§ **Stated goal**: Print all of the data exactly as written.

►

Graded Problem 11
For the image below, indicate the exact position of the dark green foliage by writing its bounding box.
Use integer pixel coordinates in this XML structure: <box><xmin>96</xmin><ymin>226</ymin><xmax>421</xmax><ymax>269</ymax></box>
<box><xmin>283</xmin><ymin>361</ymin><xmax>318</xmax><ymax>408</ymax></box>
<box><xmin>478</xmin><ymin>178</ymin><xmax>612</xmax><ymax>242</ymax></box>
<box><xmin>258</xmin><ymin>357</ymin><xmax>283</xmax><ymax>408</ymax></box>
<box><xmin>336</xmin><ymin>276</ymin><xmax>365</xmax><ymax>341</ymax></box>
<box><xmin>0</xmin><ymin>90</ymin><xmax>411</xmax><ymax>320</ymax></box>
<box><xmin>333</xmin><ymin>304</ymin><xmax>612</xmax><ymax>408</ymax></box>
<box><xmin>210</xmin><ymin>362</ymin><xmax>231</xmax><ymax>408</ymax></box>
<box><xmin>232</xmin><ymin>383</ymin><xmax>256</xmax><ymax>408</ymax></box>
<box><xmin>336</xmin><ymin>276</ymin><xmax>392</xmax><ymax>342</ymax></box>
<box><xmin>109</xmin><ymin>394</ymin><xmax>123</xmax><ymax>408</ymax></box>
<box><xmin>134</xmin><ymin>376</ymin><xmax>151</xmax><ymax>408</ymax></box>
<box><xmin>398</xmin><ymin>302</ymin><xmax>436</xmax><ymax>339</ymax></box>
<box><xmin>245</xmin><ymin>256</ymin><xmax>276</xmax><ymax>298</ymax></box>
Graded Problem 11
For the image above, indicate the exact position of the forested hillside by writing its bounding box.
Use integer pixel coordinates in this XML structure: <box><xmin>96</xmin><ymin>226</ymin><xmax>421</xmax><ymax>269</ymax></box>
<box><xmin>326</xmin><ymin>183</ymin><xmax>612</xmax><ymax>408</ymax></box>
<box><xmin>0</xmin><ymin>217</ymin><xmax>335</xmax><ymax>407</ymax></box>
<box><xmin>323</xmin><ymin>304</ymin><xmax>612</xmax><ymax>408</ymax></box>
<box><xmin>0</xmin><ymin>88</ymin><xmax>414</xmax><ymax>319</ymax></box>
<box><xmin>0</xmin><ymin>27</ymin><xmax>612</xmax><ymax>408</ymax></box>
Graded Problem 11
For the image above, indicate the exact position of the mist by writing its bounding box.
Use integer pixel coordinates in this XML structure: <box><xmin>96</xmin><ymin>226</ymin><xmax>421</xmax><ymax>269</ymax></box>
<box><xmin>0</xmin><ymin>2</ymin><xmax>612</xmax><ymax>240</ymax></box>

◄

§ **Finished task**:
Graded Problem 11
For the image below, indicate the exact position of the dark green foliage by writing its bounding box.
Use integer pixel coordinates in this XML structure: <box><xmin>96</xmin><ymin>226</ymin><xmax>421</xmax><ymax>269</ymax></box>
<box><xmin>283</xmin><ymin>361</ymin><xmax>318</xmax><ymax>408</ymax></box>
<box><xmin>478</xmin><ymin>178</ymin><xmax>612</xmax><ymax>242</ymax></box>
<box><xmin>258</xmin><ymin>357</ymin><xmax>283</xmax><ymax>408</ymax></box>
<box><xmin>336</xmin><ymin>276</ymin><xmax>365</xmax><ymax>341</ymax></box>
<box><xmin>0</xmin><ymin>90</ymin><xmax>411</xmax><ymax>320</ymax></box>
<box><xmin>333</xmin><ymin>304</ymin><xmax>612</xmax><ymax>408</ymax></box>
<box><xmin>210</xmin><ymin>362</ymin><xmax>231</xmax><ymax>408</ymax></box>
<box><xmin>232</xmin><ymin>383</ymin><xmax>256</xmax><ymax>408</ymax></box>
<box><xmin>336</xmin><ymin>276</ymin><xmax>392</xmax><ymax>342</ymax></box>
<box><xmin>109</xmin><ymin>394</ymin><xmax>123</xmax><ymax>408</ymax></box>
<box><xmin>134</xmin><ymin>376</ymin><xmax>151</xmax><ymax>408</ymax></box>
<box><xmin>398</xmin><ymin>302</ymin><xmax>436</xmax><ymax>339</ymax></box>
<box><xmin>245</xmin><ymin>256</ymin><xmax>276</xmax><ymax>298</ymax></box>
Graded Problem 11
For the image above, indicate the exact position of the forested hillside by writing its bounding box.
Use integer pixel coordinates in this XML structure: <box><xmin>96</xmin><ymin>226</ymin><xmax>421</xmax><ymax>269</ymax></box>
<box><xmin>326</xmin><ymin>183</ymin><xmax>612</xmax><ymax>408</ymax></box>
<box><xmin>0</xmin><ymin>217</ymin><xmax>335</xmax><ymax>407</ymax></box>
<box><xmin>323</xmin><ymin>304</ymin><xmax>612</xmax><ymax>408</ymax></box>
<box><xmin>0</xmin><ymin>88</ymin><xmax>414</xmax><ymax>319</ymax></box>
<box><xmin>0</xmin><ymin>27</ymin><xmax>612</xmax><ymax>408</ymax></box>
Graded Problem 11
For the image above, indicate the exact position of the mist by writing its bounding box.
Use integer pixel coordinates in this XML structure: <box><xmin>96</xmin><ymin>226</ymin><xmax>421</xmax><ymax>269</ymax></box>
<box><xmin>0</xmin><ymin>2</ymin><xmax>612</xmax><ymax>240</ymax></box>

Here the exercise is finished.